MATERIAL TO PROCESS -
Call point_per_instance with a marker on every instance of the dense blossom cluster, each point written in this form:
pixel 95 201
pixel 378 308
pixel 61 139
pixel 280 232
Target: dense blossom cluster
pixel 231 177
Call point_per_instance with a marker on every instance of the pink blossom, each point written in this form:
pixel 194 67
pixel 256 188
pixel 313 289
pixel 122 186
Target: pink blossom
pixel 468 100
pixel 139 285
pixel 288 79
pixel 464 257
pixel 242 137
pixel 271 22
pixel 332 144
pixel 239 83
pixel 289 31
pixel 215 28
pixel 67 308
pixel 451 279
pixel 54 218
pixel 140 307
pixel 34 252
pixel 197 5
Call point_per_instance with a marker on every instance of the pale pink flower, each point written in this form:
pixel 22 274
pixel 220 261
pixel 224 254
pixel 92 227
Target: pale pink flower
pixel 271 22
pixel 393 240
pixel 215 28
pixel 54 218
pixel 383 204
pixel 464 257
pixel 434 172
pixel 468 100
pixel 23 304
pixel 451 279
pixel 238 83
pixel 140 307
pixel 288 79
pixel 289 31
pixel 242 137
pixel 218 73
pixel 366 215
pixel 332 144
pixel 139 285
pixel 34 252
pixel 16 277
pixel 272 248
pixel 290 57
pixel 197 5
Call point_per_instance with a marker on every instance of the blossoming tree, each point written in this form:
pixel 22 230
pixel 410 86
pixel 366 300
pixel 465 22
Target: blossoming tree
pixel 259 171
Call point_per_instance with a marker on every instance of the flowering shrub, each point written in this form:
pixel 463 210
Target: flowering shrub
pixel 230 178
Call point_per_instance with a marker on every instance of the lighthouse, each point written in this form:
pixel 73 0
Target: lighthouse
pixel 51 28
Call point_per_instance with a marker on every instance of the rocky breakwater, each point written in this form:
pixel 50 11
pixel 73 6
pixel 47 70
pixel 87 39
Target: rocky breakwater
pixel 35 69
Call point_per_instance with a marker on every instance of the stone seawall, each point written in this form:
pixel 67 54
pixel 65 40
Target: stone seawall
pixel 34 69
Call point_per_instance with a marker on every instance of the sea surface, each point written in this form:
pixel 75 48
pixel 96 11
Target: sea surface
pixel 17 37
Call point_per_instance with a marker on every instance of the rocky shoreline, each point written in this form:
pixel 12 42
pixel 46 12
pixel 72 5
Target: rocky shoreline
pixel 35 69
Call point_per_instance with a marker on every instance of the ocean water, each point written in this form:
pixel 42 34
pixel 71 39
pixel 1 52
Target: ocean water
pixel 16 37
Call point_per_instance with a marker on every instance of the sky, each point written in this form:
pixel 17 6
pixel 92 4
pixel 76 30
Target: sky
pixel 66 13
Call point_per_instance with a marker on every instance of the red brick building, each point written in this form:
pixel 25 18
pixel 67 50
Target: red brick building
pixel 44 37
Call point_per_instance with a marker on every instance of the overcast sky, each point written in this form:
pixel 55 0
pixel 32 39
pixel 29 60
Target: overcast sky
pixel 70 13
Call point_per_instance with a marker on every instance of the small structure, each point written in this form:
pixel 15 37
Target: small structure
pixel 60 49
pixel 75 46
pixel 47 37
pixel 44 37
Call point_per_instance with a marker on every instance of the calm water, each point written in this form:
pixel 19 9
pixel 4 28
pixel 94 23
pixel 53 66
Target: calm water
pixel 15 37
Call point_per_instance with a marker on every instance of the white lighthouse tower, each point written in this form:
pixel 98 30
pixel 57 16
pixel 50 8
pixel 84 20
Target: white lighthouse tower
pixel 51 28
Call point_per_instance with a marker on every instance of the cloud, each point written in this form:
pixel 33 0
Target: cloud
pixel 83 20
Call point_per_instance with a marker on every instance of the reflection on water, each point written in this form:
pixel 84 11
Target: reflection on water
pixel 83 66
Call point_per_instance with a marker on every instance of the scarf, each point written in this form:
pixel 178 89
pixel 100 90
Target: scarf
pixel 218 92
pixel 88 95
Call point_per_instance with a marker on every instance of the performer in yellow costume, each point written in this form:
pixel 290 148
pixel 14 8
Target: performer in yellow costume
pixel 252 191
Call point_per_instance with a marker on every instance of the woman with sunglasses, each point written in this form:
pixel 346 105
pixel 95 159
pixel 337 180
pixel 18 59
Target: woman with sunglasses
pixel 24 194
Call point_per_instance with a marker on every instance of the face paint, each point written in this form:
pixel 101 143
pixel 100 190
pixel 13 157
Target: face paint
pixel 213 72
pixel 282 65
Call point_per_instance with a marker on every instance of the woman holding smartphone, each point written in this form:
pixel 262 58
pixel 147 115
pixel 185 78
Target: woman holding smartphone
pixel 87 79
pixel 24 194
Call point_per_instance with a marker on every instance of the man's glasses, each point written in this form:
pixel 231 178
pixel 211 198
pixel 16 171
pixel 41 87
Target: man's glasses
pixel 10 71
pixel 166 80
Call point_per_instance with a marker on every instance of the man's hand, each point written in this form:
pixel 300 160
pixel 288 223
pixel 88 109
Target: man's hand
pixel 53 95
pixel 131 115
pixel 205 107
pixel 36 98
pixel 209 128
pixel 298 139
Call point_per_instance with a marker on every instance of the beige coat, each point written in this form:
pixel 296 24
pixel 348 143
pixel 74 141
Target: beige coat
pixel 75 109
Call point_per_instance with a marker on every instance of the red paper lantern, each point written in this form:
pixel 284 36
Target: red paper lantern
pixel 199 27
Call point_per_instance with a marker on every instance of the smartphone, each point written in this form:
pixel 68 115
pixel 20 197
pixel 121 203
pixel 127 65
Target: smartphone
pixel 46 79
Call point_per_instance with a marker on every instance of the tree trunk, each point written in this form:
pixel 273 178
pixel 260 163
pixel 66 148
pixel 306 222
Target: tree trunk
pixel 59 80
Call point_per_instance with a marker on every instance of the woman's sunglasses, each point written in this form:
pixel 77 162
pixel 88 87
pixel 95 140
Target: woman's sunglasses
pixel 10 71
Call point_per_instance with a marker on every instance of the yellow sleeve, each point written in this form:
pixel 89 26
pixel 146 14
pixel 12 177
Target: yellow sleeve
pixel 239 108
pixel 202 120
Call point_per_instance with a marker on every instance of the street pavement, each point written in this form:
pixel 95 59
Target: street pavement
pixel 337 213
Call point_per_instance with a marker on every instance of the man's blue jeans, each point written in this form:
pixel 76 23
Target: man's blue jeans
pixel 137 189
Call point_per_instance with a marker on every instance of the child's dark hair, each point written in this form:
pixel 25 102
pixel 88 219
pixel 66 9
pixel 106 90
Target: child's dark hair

TASK DETAILS - Your reply should contain each entry, copied without alteration.

TASK RESULT -
Call point_per_instance with a marker on every instance of the dense blossom cluster, each point written in this form:
pixel 95 201
pixel 378 308
pixel 61 139
pixel 280 232
Target: dense blossom cluster
pixel 231 177
Call point_per_instance with a marker on every instance of the pink blossom, each point written in this form:
pixel 194 67
pixel 256 188
pixel 313 289
pixel 122 186
Target: pink blossom
pixel 468 100
pixel 139 285
pixel 288 79
pixel 464 257
pixel 242 137
pixel 271 22
pixel 332 144
pixel 239 83
pixel 289 31
pixel 215 28
pixel 67 308
pixel 451 279
pixel 54 218
pixel 140 307
pixel 34 252
pixel 197 5
Call point_per_instance with a marker on every instance of the pale pink flower, each point written in this form:
pixel 22 274
pixel 220 261
pixel 224 254
pixel 92 227
Target: pale pink flower
pixel 271 22
pixel 393 240
pixel 215 28
pixel 54 218
pixel 383 204
pixel 464 257
pixel 434 172
pixel 468 100
pixel 23 304
pixel 451 279
pixel 238 83
pixel 140 307
pixel 288 79
pixel 289 31
pixel 242 137
pixel 218 73
pixel 366 215
pixel 332 144
pixel 139 285
pixel 34 252
pixel 16 277
pixel 272 248
pixel 290 57
pixel 197 5
Call point_per_instance with a marker on every instance of the blossoming tree, each point written in this form:
pixel 22 230
pixel 410 86
pixel 366 300
pixel 465 22
Target: blossoming tree
pixel 259 171
Call point_per_instance with a marker on every instance of the flowering shrub, each point written in this form:
pixel 463 210
Target: flowering shrub
pixel 230 178
Call point_per_instance with a marker on every instance of the lighthouse, each point written in this form:
pixel 73 0
Target: lighthouse
pixel 51 28
Call point_per_instance with a marker on every instance of the rocky breakwater, each point written in this form:
pixel 50 11
pixel 73 6
pixel 47 70
pixel 87 39
Target: rocky breakwater
pixel 35 69
Call point_per_instance with a marker on every instance of the stone seawall, each point written in this form:
pixel 67 54
pixel 65 40
Target: stone seawall
pixel 34 69
Call point_per_instance with a marker on every instance of the sea surface, each point written in this form:
pixel 75 48
pixel 96 11
Target: sea surface
pixel 17 37
Call point_per_instance with a marker on every instance of the rocky shoreline, each point written in this form:
pixel 12 42
pixel 46 12
pixel 72 5
Target: rocky shoreline
pixel 35 69
Call point_per_instance with a marker on every instance of the ocean water, each point written in this form:
pixel 42 34
pixel 71 39
pixel 1 52
Target: ocean water
pixel 16 37
Call point_per_instance with a marker on every instance of the sky, each point written in this form:
pixel 17 6
pixel 92 4
pixel 76 30
Target: sky
pixel 66 13
Call point_per_instance with a marker on every instance of the red brick building, each point written in this form:
pixel 25 18
pixel 67 50
Target: red brick building
pixel 44 37
Call point_per_instance with a marker on every instance of the overcast sky, each point written in this form:
pixel 55 0
pixel 32 39
pixel 29 60
Target: overcast sky
pixel 70 13
Call point_per_instance with a marker on every instance of the small structure, each point written in this form:
pixel 15 37
Target: small structure
pixel 60 49
pixel 75 46
pixel 47 37
pixel 44 37
Call point_per_instance with a marker on every instance of the calm water, each point written in this form:
pixel 19 9
pixel 4 28
pixel 94 23
pixel 53 66
Target: calm water
pixel 15 37
Call point_per_instance with a marker on every instance of the white lighthouse tower, each point written in this form:
pixel 98 30
pixel 57 16
pixel 50 8
pixel 84 20
Target: white lighthouse tower
pixel 51 28
Call point_per_instance with a marker on every instance of the cloud, each point written in this form:
pixel 33 0
Target: cloud
pixel 83 20
Call point_per_instance with a marker on every instance of the reflection on water, each point written in this form:
pixel 84 11
Target: reflection on water
pixel 83 66
Call point_per_instance with a marker on every instance of the scarf, each point written in this form:
pixel 178 89
pixel 100 90
Target: scarf
pixel 218 92
pixel 88 95
Call point_per_instance with a marker on every instance of the performer in yellow costume, each point written in this form:
pixel 290 148
pixel 14 8
Target: performer in yellow costume
pixel 252 191
Call point_per_instance with a marker on every instance of the woman with sunglasses, each point written in this form:
pixel 346 105
pixel 95 159
pixel 337 180
pixel 18 59
Target: woman with sunglasses
pixel 24 194
Call point_per_instance with a marker on every instance of the face paint, each point written in this form:
pixel 101 143
pixel 100 190
pixel 13 157
Target: face paint
pixel 213 72
pixel 282 65
Call point_per_instance with a marker on every instance of the woman holding smartphone, each point written in this form:
pixel 262 58
pixel 147 115
pixel 185 78
Target: woman holding smartphone
pixel 87 79
pixel 24 194
Call point_per_instance with a marker on every instance of the man's glasses, each point written in this form:
pixel 231 178
pixel 211 198
pixel 16 171
pixel 41 87
Target: man's glasses
pixel 10 71
pixel 166 80
Call point_per_instance with a marker on every instance of the man's hand, each point written in this form:
pixel 300 160
pixel 288 223
pixel 88 109
Target: man's hand
pixel 53 95
pixel 131 115
pixel 205 107
pixel 36 98
pixel 209 128
pixel 298 139
Call point_per_instance with a marker on every instance of the beige coat, each point written in this form:
pixel 296 24
pixel 348 143
pixel 74 141
Target: beige coat
pixel 75 109
Call point_per_instance with a marker on every instance of the red paper lantern, each point written in this form:
pixel 284 36
Target: red paper lantern
pixel 199 27
Call point_per_instance with a marker on every instance of the smartphone, each point written in this form:
pixel 68 115
pixel 20 197
pixel 121 203
pixel 127 65
Target: smartphone
pixel 46 79
Call point_per_instance with a marker on every instance of the tree trunk, each point written in this form:
pixel 273 178
pixel 260 163
pixel 66 148
pixel 306 222
Target: tree trunk
pixel 59 80
Call point_per_instance with a marker on every instance of the woman's sunglasses, each point written in this form:
pixel 77 162
pixel 88 87
pixel 95 140
Target: woman's sunglasses
pixel 10 71
Call point_per_instance with a marker on every instance of the yellow sleeve, each point written in this form:
pixel 89 26
pixel 146 14
pixel 12 177
Target: yellow sleeve
pixel 239 108
pixel 202 120
Call point_per_instance with a marker on every instance of the street pavement, each point written in this form:
pixel 95 59
Target: street pavement
pixel 337 213
Call point_per_instance with a marker on every instance of the man's blue jeans, each point written in this form:
pixel 76 23
Target: man's blue jeans
pixel 137 189
Call point_per_instance with a marker on every instance of the child's dark hair, each point written in this form:
pixel 25 102
pixel 88 219
pixel 66 9
pixel 106 90
Target: child's dark hair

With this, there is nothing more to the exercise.